→ Assignment:
Since the entries below must stay intact, return each one exactly.
[Provided records Boundary: Start]
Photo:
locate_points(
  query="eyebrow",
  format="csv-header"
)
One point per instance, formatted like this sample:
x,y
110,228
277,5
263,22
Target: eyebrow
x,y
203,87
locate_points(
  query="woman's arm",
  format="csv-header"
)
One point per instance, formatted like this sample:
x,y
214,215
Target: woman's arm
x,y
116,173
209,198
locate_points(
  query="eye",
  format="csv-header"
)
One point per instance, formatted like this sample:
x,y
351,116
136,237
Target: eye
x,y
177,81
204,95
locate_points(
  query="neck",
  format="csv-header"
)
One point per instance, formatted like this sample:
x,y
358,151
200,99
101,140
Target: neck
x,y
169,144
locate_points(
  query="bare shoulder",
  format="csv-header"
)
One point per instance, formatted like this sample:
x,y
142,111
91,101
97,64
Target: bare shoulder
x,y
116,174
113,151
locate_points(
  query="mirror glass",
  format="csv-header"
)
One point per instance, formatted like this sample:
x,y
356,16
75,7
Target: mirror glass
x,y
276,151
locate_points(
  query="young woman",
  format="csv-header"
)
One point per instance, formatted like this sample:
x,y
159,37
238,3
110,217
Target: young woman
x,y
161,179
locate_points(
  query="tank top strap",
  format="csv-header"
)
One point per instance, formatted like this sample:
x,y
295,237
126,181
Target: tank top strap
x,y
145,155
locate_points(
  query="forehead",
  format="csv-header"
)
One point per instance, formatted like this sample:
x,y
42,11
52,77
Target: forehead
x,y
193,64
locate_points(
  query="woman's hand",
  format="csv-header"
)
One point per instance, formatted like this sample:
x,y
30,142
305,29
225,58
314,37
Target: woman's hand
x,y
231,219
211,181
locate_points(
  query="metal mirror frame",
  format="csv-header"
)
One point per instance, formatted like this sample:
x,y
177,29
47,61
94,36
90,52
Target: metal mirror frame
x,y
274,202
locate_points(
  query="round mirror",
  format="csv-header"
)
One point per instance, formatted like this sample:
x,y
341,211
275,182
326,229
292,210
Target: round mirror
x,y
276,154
[Provided records Boundary: End]
→ Written answer:
Photo:
locate_points(
  query="eyebrow",
  format="csv-header"
)
One point per instance, formatted like this sample:
x,y
110,228
277,5
263,22
Target: eyebrow
x,y
203,87
locate_points(
  query="woman's arm",
  format="csv-header"
)
One point per instance, formatted like this sample:
x,y
214,215
Target: woman's arm
x,y
116,173
209,198
locate_points(
  query="eye",
  format="csv-header"
)
One point per instance, formatted like this sample:
x,y
351,116
136,237
Target: eye
x,y
177,81
204,95
locate_points(
  query="neck",
  format="csv-header"
)
One point per instance, formatted like this sample:
x,y
358,151
200,99
101,140
Target: neck
x,y
169,144
locate_points(
  query="bare shoulder",
  format="csv-header"
)
One point per instance, formatted like this sample:
x,y
142,111
91,101
97,64
Target: bare shoulder
x,y
116,174
113,151
locate_points(
  query="mirror glass",
  format="csv-header"
)
One point per instance, formatted like this sample:
x,y
356,16
75,7
Target: mirror glass
x,y
276,151
locate_points(
  query="young woman",
  format="csv-header"
)
One point per instance, formatted like this sample:
x,y
159,37
238,3
110,217
Target: young woman
x,y
161,179
locate_points(
  query="tank top strap",
  format="csv-header"
)
One point per instance, formatted like this sample:
x,y
295,237
126,181
Target: tank top strap
x,y
145,155
locate_points(
  query="forehead",
  format="csv-header"
)
One point per instance, formatted like this sample:
x,y
42,11
52,77
Target: forehead
x,y
193,64
locate_points(
  query="woman's hand",
  format="csv-header"
)
One point per instance, formatted like this sample:
x,y
30,142
305,29
225,58
314,37
Target: woman's hand
x,y
231,219
211,181
locate_points(
  query="metal mirror frame",
  format="csv-header"
)
One point per instance, formatted like this sample:
x,y
177,29
47,61
94,36
90,52
Target: metal mirror frame
x,y
274,202
locate_points(
  query="round mirror",
  format="csv-header"
)
One point per instance, formatted like this sample:
x,y
341,211
275,182
326,229
292,210
Target: round mirror
x,y
276,154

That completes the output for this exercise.